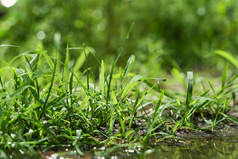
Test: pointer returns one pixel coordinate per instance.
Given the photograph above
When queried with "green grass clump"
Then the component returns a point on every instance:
(47, 103)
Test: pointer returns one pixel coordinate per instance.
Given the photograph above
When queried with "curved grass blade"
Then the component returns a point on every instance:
(190, 87)
(127, 68)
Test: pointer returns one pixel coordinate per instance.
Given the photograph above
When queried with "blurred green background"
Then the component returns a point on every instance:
(166, 33)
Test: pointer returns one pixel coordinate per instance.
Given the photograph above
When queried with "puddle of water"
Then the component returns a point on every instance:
(216, 148)
(222, 144)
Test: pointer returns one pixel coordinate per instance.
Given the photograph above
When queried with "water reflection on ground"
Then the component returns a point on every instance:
(213, 149)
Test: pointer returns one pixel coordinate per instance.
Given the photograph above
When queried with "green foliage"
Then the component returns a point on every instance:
(45, 107)
(164, 33)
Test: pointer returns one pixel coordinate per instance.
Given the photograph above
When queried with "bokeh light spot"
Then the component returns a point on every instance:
(8, 3)
(40, 35)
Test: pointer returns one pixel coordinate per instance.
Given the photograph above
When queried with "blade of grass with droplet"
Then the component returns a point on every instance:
(66, 70)
(127, 68)
(188, 98)
(128, 89)
(224, 76)
(102, 79)
(190, 87)
(109, 81)
(49, 91)
(178, 76)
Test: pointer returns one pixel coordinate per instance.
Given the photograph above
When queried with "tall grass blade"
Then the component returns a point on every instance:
(109, 82)
(224, 76)
(127, 68)
(102, 79)
(49, 91)
(66, 70)
(190, 87)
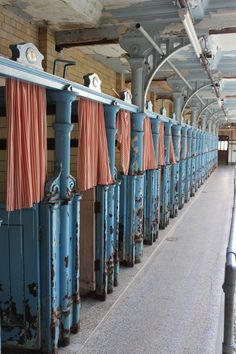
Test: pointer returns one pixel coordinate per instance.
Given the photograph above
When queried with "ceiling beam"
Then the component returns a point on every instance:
(88, 36)
(223, 30)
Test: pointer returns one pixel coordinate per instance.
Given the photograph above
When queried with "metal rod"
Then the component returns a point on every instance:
(160, 51)
(10, 68)
(230, 282)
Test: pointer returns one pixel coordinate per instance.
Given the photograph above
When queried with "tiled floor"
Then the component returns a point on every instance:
(170, 303)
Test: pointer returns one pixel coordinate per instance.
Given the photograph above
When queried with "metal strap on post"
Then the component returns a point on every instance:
(230, 282)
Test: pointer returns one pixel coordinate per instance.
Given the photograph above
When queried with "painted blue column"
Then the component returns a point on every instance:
(116, 233)
(165, 180)
(134, 240)
(110, 122)
(122, 218)
(76, 264)
(193, 163)
(0, 313)
(100, 242)
(63, 129)
(197, 159)
(156, 178)
(174, 187)
(151, 194)
(188, 165)
(182, 170)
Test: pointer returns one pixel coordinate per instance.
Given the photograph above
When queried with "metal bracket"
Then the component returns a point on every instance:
(66, 64)
(52, 188)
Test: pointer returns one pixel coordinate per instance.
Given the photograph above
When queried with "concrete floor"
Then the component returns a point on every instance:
(171, 303)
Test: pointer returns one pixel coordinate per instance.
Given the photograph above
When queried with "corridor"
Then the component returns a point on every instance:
(170, 303)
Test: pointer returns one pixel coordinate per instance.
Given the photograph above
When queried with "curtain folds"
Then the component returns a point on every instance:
(123, 138)
(26, 144)
(93, 160)
(149, 159)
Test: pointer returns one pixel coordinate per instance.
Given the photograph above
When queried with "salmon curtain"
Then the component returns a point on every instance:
(149, 158)
(172, 151)
(123, 138)
(93, 160)
(26, 144)
(161, 145)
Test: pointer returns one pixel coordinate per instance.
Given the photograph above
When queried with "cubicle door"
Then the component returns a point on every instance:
(19, 278)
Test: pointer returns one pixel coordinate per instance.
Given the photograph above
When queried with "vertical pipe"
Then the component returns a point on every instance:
(178, 105)
(76, 264)
(193, 163)
(110, 123)
(63, 129)
(150, 200)
(155, 135)
(165, 186)
(188, 165)
(182, 171)
(100, 243)
(136, 169)
(122, 218)
(175, 180)
(116, 233)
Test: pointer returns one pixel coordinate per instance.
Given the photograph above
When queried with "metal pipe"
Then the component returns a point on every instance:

----------

> **What is asked**: Report each line of the records that contains the word "metal".

> **Solution**:
When queried with "metal rod"
When queried with "metal strap on post"
When queried with "metal bracket"
When queried with "metal pipe"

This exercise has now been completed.